▶ **What is being asked**: Copy the stretch of the human rights article from "Populist wave, 'crisis" through "Bangladesh last October.", substituting "relief camps" for "refugee camps".

▶ **Passage given**:
──────────
Populist wave, 'crisis overload' weaken global voices for human rights

|
Jorge Silva/Reuters/File
Rohingya refugees who crossed the border from Myanmar two days before walked after they received permission from the Bangladesh Army to continue on to refugee camps in Bangladesh last October.
  • Quick Read
  • Deep Read ( 5 Min. )

Not that long ago, Western governments took human rights seriously enough to send their soldiers into Kosovo to protect civilians from the threat of ethnic cleansing. But attitudes have changed a lot since then; last year the Myanmar Army expelled 700,000 Rohingya from their homes and there has been not so much as a UN Security Council resolution condemning it. Human rights are under attack by populists around the world who make scapegoats out of minorities or foreigners, and “Western powers have done a poor job of standing up to them,” says Kenneth Roth, head of Human Rights Watch. But even though ordinary citizens in a number of countries report a sense of “humanitarian crisis overload,” and traditional champions of human rights such as the United States are ignoring many abuses, courageous individual human rights defenders are still working at the local level around the world. 

Why We Wrote This

Champions of human rights are vacillating under pressure from a new generation of populist and authoritarian leaders. That could affect not only embattled minorities but, more broadly, rule of law.

It is 70 years since Eleanor Roosevelt diplomatically steered the United Nations toward adopting the Universal Declaration of Human Rights, thus making such rights a key operating principle in world affairs.

And in the struggle to secure them since then, millions upon millions of people have won greater freedoms, better schooling, more reliable health care, and broader opportunities to be who they dreamed of being.

Yet nowadays, the top UN human rights official lamented last month, “human rights are sorely under pressure around the world – no longer a priority: a pariah."

Why We Wrote This

Champions of human rights are vacillating under pressure from a new generation of populist and authoritarian leaders. That could affect not only embattled minorities but, more broadly, rule of law.

“The legitimacy of human rights principles is attacked. The practice of human rights norms is in retreat,” added Zeid Ra’ad al Hussein, the UN High Commissioner for Human Rights.

Governments from Myanmar to Syria, from Hungary to Egypt, and from Turkey to the Philippines are trampling on hard-won rights and “Western powers have done a poor job of standing up to them,” says Kenneth Roth, executive director of Human Rights Watch. And as strong-man populists strengthen their hold on power by weakening the rule of law that underpins human rights, they will get away with it unless traditional rights champions defend their values more vigorously, activists fear.
──────────
▶ **Stored data**:
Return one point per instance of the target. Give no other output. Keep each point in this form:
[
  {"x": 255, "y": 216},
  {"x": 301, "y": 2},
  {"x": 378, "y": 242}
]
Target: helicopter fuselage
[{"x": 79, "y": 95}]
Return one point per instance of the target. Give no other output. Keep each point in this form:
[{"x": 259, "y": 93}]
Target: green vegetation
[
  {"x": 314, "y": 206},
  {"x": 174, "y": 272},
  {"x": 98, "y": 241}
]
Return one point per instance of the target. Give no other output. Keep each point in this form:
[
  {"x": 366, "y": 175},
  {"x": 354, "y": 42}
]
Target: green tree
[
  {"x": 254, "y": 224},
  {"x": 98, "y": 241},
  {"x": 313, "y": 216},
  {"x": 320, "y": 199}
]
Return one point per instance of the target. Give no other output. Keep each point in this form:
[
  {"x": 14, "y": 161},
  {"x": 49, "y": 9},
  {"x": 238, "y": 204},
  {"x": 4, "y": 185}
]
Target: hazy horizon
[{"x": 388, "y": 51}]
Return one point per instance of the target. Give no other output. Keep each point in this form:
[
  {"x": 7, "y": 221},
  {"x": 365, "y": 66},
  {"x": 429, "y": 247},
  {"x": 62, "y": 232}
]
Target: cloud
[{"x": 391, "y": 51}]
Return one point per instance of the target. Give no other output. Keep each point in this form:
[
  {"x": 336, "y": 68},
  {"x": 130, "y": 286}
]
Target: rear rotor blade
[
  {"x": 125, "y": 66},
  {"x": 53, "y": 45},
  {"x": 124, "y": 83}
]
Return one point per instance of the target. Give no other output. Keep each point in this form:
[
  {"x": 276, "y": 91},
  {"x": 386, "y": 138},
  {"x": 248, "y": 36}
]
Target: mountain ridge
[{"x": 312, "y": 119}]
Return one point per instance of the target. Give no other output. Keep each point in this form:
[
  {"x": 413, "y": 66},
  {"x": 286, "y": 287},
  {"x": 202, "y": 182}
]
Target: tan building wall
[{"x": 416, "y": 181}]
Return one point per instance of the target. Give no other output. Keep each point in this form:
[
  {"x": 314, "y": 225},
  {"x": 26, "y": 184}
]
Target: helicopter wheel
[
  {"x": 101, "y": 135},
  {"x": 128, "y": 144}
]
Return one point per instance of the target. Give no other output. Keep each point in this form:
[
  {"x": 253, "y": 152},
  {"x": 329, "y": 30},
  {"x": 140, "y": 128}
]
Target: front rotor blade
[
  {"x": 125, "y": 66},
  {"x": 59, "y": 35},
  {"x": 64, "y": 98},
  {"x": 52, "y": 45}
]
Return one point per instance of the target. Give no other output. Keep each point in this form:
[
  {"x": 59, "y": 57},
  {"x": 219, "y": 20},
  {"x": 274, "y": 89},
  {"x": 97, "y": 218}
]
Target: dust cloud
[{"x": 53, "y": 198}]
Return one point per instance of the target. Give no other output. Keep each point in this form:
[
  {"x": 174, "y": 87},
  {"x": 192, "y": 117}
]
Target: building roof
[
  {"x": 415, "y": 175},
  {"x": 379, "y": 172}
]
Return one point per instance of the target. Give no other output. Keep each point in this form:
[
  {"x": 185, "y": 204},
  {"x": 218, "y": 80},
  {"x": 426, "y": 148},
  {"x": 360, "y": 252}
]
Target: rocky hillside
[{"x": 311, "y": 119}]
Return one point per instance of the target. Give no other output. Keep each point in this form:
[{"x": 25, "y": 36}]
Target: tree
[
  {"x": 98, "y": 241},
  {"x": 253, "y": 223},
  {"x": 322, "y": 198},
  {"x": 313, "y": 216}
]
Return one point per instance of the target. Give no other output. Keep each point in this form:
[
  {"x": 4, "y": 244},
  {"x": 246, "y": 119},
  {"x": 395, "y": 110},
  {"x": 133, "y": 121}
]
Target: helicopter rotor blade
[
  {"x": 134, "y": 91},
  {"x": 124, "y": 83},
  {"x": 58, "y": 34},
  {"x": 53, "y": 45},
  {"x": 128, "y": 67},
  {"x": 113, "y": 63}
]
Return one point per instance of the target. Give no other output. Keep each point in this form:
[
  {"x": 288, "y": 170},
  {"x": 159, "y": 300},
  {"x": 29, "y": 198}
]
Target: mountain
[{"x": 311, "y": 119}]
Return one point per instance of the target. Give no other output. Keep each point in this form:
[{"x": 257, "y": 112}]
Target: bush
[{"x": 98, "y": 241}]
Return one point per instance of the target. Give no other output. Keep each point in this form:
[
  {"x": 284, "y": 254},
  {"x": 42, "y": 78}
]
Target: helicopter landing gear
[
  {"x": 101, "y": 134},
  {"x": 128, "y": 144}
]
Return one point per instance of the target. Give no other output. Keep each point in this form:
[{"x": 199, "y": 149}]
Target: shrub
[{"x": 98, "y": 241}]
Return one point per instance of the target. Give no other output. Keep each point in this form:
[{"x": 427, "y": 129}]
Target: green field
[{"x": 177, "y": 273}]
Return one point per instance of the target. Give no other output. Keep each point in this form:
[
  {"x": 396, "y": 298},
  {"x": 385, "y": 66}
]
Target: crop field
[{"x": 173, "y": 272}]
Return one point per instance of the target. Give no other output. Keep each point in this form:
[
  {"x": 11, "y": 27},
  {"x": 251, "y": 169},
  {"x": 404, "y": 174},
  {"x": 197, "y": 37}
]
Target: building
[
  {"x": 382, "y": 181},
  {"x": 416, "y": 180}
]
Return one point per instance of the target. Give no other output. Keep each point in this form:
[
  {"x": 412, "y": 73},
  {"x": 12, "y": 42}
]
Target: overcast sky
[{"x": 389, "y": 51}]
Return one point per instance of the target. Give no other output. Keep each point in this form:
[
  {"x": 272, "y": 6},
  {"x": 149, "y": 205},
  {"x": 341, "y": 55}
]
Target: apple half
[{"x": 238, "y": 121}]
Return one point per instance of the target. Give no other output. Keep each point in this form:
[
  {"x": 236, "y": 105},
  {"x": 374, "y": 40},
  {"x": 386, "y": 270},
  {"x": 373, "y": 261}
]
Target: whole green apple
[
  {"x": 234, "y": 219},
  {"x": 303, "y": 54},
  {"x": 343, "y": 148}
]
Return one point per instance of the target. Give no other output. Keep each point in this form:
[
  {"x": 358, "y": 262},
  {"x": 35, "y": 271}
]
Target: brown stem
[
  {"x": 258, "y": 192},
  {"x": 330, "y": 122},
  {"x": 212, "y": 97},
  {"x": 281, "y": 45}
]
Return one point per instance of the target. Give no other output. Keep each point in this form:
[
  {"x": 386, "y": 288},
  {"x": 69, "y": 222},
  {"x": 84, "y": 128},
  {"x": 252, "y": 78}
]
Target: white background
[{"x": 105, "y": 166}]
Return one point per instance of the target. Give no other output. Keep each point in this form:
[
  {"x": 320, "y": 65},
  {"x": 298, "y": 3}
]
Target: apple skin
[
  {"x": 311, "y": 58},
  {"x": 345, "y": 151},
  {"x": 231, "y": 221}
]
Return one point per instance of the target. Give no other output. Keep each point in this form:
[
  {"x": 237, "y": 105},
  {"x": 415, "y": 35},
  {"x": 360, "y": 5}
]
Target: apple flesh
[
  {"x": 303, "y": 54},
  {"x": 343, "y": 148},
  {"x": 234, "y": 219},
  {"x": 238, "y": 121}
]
──────────
▶ **Answer to this problem**:
Populist wave, 'crisis overload' weaken global voices for human rights

|
Jorge Silva/Reuters/File
Rohingya refugees who crossed the border from Myanmar two days before walked after they received permission from the Bangladesh Army to continue on to relief camps in Bangladesh last October.